▸ **RETO 1**
Según el texto sobre el homenaje a Juan Araos, ¿a qué hora comienza la cita en el Centro Patiño?

▸ **TEXTO PROPORCIONADO**
*-*-*
Juan Araos. En su voz las mariposas
En memoria del poeta y filósofo Juan Araos Úzqueda, que recientemente falleció el pasado mes de febrero, y conmemorando el 21 de marzo, Día Internacional de la Poesía, el Centro Patiño de Cochabamba (Potosí #1450) recibe a amigos, colegas y familia para homenajear la vida y obra del también docente y lingüista chileno. La cita es a partir de las 19.00 y el ingreso es libre. Como parte de esta actividad, la Ramona publica una serie de textos del escritor que gentilmente fueron facilitados por su familia
Borges: El Hacedor
Juan Araos Úzqueda

La única vez que vi a Borges cerca fue una tarde de sol, en el campus Oriente de la Universidad de Chile, en Santiago, hace más de veinte años. Entró al aula magna como Homero, sosteniendo su bastón con las dos manos, sin apoyarlo, sin apoyarse en él. Lo flanqueaban dos funcionarios del régimen. Uno de ellos era el decano de la Facultad, un hombre ambiguo que usaba sombrero y faja. ¿Qué hacía ese hombre saludando a Borges? Borges era Homero. Homero se detuvo unos segundos a la entrada y después principió a caminar muy despacio, la cabeza erguida, la luz en la cara. No vio que mi amigo Arnulfo y yo lo mirábamos. Algunas estudiantes dejaban sus grabadoras encendidas en el estrado. Borges prefirió que le preguntaran. Le preguntaban y él respondía. La biblioteca de su padre, los tigres, los espejos, los laberintos, Henry James (“La duda es uno de los nombres de la inteligencia. Henry James era un hombre naturalmente dubitativo”), los poemas eróticos (no le gustaba mucho la palabra, pero sí, toda su vida había escrito poemas de amor), Nietzsche (lo encontraba muy inteligente pero le producía “no sé, desconfianza”),* “sus mayores militares”. Había que escucharlo hablar a Borges. Había que verlo. Tartamudeaba, a ratos parecía perder la voz, sus frases llegaban a ser inaudibles y reaparecían de golpe, como cuando la luz corriente se restaura. El poeta Nicanor Parra le preguntó algo y Borges recordó unos versos de Parra. Yo no le pregunté nada. Él admiraba a su amiga María Luisa Bombal, a Joaquín Edwards Bello, a Neruda sí, a Gabriela Mistral no, entre los chilenos. El silencio, los silencios, de su voz, llenaban, de rato en rato, el aula. Yo era un orgulloso estudiante de Lenguas Clásicas y me enorgullecía más al escucharlo hablar de “los admirables griegos”. Los griegos nos habían enseñado a pensar y a conversar. El primer libro que había escrito, de niño, en inglés, era un manual de mitología griega. El Hacedor, ese cuento sobre Homero, “que tiene la virtud de casi no ser un cuento, la virtud de ser más esencial que un cuento”, era, decía Borges, una de sus “páginas buenas”.
*-*-*
▸ **DATOS DISPONIBLES**
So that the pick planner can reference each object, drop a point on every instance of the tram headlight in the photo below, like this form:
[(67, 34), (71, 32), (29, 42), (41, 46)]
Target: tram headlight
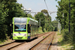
[(28, 33), (24, 34), (14, 34)]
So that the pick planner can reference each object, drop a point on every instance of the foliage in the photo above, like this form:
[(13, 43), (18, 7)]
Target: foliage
[(3, 14), (63, 17), (8, 10)]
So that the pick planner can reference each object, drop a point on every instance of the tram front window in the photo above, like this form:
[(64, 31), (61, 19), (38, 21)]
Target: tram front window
[(20, 28)]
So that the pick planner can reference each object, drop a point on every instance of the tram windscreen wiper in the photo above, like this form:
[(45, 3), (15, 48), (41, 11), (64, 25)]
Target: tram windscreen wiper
[(20, 27)]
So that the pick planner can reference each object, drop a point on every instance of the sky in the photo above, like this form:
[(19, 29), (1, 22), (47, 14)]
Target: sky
[(38, 5)]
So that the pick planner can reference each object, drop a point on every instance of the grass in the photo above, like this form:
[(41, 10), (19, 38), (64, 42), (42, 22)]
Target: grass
[(64, 44)]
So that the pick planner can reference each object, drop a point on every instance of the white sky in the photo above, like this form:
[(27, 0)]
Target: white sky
[(38, 5)]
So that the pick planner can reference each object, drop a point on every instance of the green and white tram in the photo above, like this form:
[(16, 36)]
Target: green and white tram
[(24, 28)]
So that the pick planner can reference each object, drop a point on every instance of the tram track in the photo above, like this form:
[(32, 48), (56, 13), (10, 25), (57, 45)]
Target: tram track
[(44, 44), (12, 45)]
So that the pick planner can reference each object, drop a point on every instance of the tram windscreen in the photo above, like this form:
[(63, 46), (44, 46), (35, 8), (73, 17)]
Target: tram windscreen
[(20, 24), (20, 28)]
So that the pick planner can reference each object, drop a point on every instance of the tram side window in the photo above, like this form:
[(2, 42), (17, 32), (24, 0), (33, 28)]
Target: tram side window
[(29, 29)]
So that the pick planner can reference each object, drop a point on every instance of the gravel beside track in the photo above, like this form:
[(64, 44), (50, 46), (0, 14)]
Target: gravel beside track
[(28, 45), (44, 45), (7, 46)]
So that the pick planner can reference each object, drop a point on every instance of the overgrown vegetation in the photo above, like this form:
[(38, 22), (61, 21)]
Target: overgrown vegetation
[(8, 10), (63, 17)]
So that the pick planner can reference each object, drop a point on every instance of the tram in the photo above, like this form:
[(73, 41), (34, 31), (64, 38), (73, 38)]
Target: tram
[(24, 28)]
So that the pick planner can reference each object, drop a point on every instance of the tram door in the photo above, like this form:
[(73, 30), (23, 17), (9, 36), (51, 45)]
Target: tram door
[(29, 31)]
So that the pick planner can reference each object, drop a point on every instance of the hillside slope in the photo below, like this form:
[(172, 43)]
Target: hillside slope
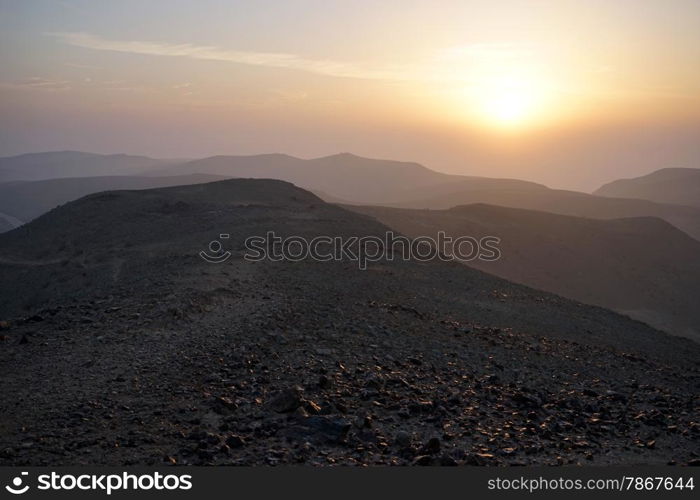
[(680, 186), (643, 267), (307, 362)]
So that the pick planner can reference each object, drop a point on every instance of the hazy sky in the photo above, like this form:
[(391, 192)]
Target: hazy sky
[(569, 93)]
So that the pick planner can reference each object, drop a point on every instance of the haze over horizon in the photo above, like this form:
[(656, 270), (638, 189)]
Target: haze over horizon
[(568, 94)]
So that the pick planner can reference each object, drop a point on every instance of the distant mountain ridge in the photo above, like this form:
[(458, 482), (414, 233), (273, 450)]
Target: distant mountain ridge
[(641, 266), (668, 185), (50, 165), (345, 176)]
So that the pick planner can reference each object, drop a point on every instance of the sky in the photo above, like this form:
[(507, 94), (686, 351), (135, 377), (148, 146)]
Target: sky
[(568, 93)]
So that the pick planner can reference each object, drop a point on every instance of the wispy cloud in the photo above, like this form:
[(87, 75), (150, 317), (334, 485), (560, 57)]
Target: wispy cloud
[(213, 53), (39, 83)]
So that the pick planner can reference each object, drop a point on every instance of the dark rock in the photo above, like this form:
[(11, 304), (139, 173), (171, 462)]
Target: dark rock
[(402, 439), (431, 447), (235, 441), (423, 460), (320, 429), (286, 400), (223, 405)]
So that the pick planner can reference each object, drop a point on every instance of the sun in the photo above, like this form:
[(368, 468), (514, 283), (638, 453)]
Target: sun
*-*-*
▸ **RETO 2**
Extrae del listado cada línea que contenga la palabra "wispy", distinguiendo entre mayúsculas y minúsculas.

▸ **RESULTADO FINAL 1**
A partir de las 19.00.

▸ **RESULTADO FINAL 2**
So that the pick planner can reference each object, drop a point on every instance of the wispy cloud in the photo above, like this form:
Target: wispy cloud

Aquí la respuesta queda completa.